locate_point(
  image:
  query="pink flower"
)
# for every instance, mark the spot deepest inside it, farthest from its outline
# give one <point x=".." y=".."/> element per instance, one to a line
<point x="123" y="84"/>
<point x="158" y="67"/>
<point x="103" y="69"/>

_What to produce:_ Extract every line of the data above and reproduce each one verbatim.

_Solved exercise:_
locate_point(
  image:
  query="pink flower"
)
# for every instance, mark the spot deepest inside it, farthest from its outline
# give one <point x=".." y=".."/> element per instance, one to a line
<point x="123" y="84"/>
<point x="158" y="67"/>
<point x="103" y="69"/>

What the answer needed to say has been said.